Exercise: Repeat each entry word for word. Leave any images out of the copy.

* * *

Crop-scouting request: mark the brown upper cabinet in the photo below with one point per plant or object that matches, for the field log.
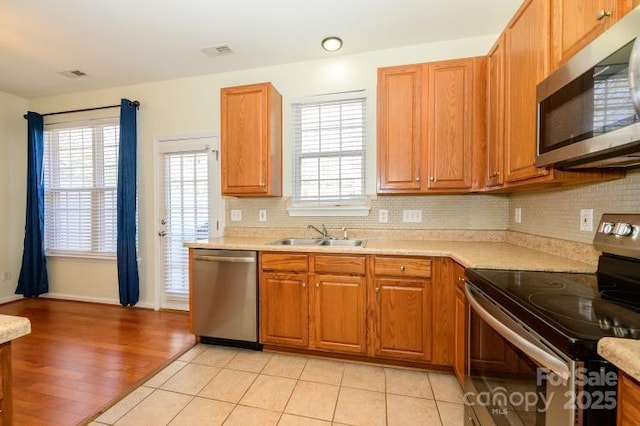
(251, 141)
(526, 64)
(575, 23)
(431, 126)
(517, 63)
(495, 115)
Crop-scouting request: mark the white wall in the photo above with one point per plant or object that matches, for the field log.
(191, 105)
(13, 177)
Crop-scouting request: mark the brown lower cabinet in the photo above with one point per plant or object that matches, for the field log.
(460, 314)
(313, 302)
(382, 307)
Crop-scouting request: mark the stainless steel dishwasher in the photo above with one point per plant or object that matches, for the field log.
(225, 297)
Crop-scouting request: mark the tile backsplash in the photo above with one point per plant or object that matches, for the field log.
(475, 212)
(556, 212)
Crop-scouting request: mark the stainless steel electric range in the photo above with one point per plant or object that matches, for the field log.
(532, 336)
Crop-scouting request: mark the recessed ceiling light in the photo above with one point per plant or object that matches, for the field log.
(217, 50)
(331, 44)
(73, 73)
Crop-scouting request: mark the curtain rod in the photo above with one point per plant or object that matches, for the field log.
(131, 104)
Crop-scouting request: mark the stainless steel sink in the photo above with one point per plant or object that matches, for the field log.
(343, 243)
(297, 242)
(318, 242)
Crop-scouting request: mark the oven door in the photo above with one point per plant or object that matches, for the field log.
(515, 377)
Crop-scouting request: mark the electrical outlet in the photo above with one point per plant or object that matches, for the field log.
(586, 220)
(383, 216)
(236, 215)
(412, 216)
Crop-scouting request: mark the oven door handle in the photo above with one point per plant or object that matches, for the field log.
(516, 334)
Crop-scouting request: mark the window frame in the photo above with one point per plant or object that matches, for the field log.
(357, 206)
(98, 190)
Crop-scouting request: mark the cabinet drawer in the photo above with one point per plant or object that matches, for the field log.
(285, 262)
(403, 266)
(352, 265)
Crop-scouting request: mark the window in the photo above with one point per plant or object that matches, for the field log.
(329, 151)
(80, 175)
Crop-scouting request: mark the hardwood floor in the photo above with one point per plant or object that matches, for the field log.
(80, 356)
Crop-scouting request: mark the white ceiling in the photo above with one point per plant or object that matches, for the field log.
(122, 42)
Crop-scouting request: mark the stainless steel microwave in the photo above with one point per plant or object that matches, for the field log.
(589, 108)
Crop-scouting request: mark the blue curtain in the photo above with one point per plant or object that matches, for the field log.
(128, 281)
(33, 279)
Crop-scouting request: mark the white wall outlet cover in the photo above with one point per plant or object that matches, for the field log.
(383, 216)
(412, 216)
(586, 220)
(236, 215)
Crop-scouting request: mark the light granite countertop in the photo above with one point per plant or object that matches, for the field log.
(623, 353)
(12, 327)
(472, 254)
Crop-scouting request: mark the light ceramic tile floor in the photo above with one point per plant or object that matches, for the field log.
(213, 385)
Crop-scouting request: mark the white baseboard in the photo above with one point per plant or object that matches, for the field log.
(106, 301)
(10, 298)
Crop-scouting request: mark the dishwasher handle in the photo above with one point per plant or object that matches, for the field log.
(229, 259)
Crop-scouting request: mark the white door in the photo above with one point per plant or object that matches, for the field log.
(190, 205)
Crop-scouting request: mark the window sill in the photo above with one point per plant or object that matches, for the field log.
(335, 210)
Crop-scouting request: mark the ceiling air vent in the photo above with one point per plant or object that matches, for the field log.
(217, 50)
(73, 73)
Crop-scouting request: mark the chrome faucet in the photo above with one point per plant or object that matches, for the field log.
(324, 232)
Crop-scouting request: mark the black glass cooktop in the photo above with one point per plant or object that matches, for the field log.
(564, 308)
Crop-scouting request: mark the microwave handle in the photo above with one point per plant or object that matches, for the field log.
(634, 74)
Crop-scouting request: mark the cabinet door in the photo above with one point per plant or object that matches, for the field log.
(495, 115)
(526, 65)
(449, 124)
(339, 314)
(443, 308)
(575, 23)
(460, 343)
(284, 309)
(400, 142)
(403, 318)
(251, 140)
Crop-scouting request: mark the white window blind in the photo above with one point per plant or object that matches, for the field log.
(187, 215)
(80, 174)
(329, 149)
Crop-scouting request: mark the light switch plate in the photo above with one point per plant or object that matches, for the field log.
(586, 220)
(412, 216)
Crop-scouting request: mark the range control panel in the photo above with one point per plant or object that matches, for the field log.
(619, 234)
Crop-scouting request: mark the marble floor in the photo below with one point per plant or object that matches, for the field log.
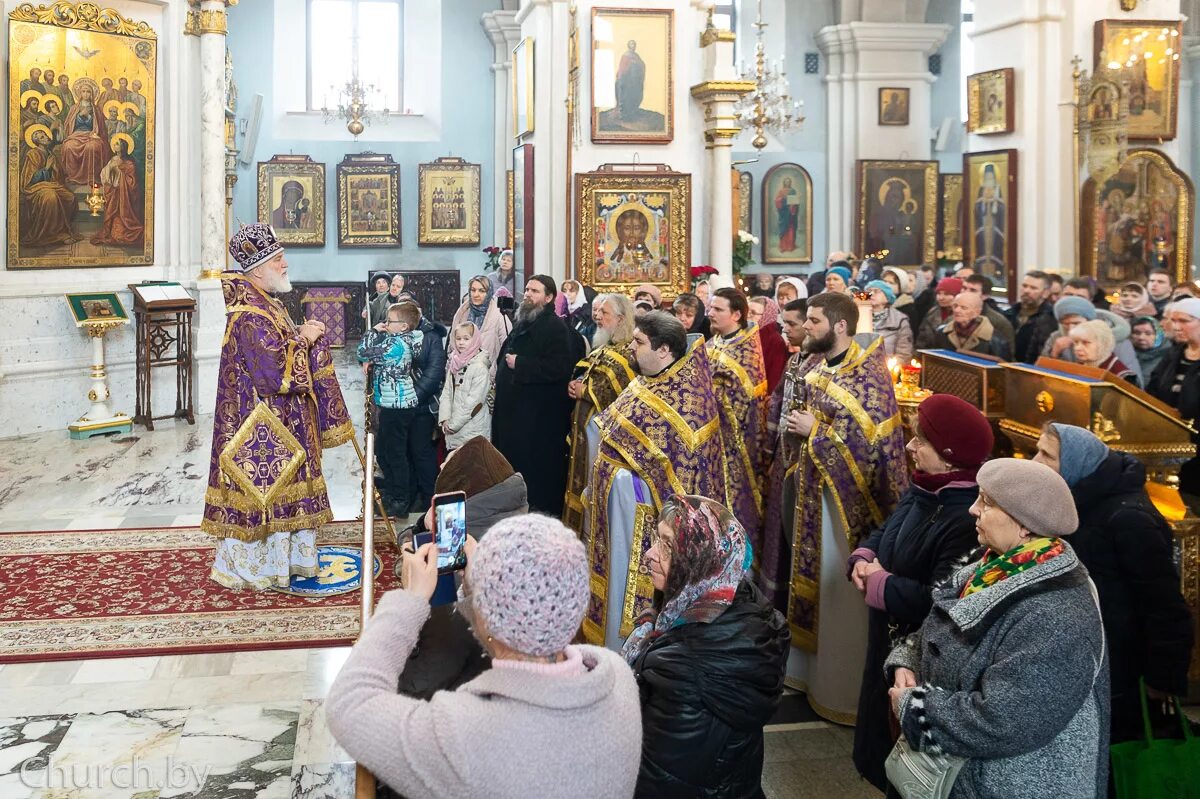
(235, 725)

* * *

Task answer:
Crop-scouting request: mark the brown upper cabinet in the photo below with one point per plant or object that matches, for the field log.
(251, 141)
(526, 64)
(575, 23)
(431, 126)
(517, 63)
(495, 115)
Crop-scouting request: mark the white wall in the photo above with one point per plant or object that matches, for the field log.
(191, 105)
(13, 177)
Crop-scouting request: mark the brown lower cabinet in the photo above with one point per plant or object that matches, for the field log.
(460, 314)
(313, 302)
(382, 307)
Crop-scouting request: mark the stainless steel dishwasher in the photo above with one point per plant or object that matches, for the field log.
(225, 297)
Crop-scouting request: mark the tile backsplash in the photo above with one point per plant or object that matches, for the field log.
(475, 212)
(556, 212)
Crop-scouting request: mark the stainless steel electric range in the photo above with one point per plant or object that matches, for the field log.
(532, 336)
Crop-scouting request: mark the recessed ceiling light in the photo above with one point per plant or object that matches, for the field log.
(217, 50)
(331, 44)
(73, 73)
Crop-scouting request: mark the curtain rod in the photo above with one point per plant or object that matches, for the field log.
(131, 104)
Crop-scouting request: mark the stainless steel sink in the photo above with one point per plant or object that matches, for the field log.
(343, 243)
(297, 242)
(318, 242)
Crop-scouting request: mark the oven door in the photo above with one point per plant or object that matches, for the field log.
(515, 377)
Crop-scouting request: mark the electrical outlet in the photo above with one point per plant or object that matches, for the field log.
(586, 220)
(383, 216)
(236, 215)
(412, 216)
Crop-scouting request: mark the oven door handle in the photo above with one point per plant or object that matches, for the field log.
(516, 334)
Crop-scouting request: mark the window frame in the photo above with one point per plant or object that matches, for the field log.
(357, 206)
(98, 190)
Crop-scouting request: mark the cabinet drawer in the photo above with one point per plant or object that matches, for the field log.
(285, 262)
(403, 266)
(352, 265)
Crop-scouting request: mark the window in the photo above with one point per plant or object that matches, for the field log.
(329, 151)
(80, 175)
Crop-scouting request: mark the hardwood floor in the photo above with one point per plant or object that matches, for the field log.
(80, 356)
Crop-scouting request: mark the white ceiling in the photo above with one point per plant or object that matches, for the field log.
(122, 42)
Crop-scouting request: mark the stainless steel microwave in the photo above with one point per plant or object that matches, for the field log.
(589, 108)
Crop-scouting request: mark the blue curtain in the photo above with one point per plant or object that matches, for the field log.
(128, 281)
(33, 279)
Crop-scouting request: mark the white wall outlet cover in the photo above with one point per plant or object that matches, for the field log.
(383, 216)
(412, 216)
(586, 220)
(236, 215)
Crop-scouting request: mark the light granite countertop in the photo above with one point per plant or object that matches, for the field log.
(623, 353)
(12, 327)
(472, 254)
Crop-scouting request: mark the light ceramic tile floor in the photo above with one point per plant or object that matches, for the field log.
(213, 385)
Crop-scouting request: mark the white baseboard in the photo above with one point per plant or object that matches, for the field log.
(106, 301)
(10, 298)
Crop-scouting request: mark the dishwasher handle in the photo above with one point per plant or object that matches, for the field log.
(229, 259)
Crop-scouting request: mark the white door in the photo above with one point per plant or object that matches, for the field log.
(190, 205)
Crop-scouting request: mark the window sill in the photo above with one point per plant or object that matches, for the field log.
(335, 210)
Crop-scouting request: mark the ceiling air vent in the photo above with one point per plant or object that matches, for the field log.
(217, 50)
(73, 73)
Crop-scouting request: mark the chrome faucet in the photo above with one point per plant or object that matches, for the field log.
(324, 232)
Crop-scouting request: mark the black glass cooktop in the photo above with one point per plant or object that matches, for the field log.
(564, 308)
Crop-scouting request: mark the microwave handle in the photo above with one point per plant or object that matches, for the field log.
(634, 74)
Crop-scouting request: mark the cabinet door in the photo above with one point per plant or object that matches, for the field log.
(495, 115)
(526, 65)
(449, 124)
(339, 314)
(443, 308)
(575, 23)
(460, 343)
(284, 309)
(400, 142)
(403, 318)
(251, 140)
Crop-scouting request: mark the white window blind in the photo above with one point per plant or object that matches, for the field log.
(187, 215)
(80, 174)
(329, 149)
Crop-scouting request: mark the light switch plate in the photo above with one point per plant or object that matches, for the field log.
(586, 220)
(412, 216)
Crop-scouting request: mark the range control panel in the photo above with one point per plant or object that matches, for the field log.
(619, 234)
Crop-scouting request: mark the marble floor in the photo below with one point per plant or object that matches, for the field log.
(235, 725)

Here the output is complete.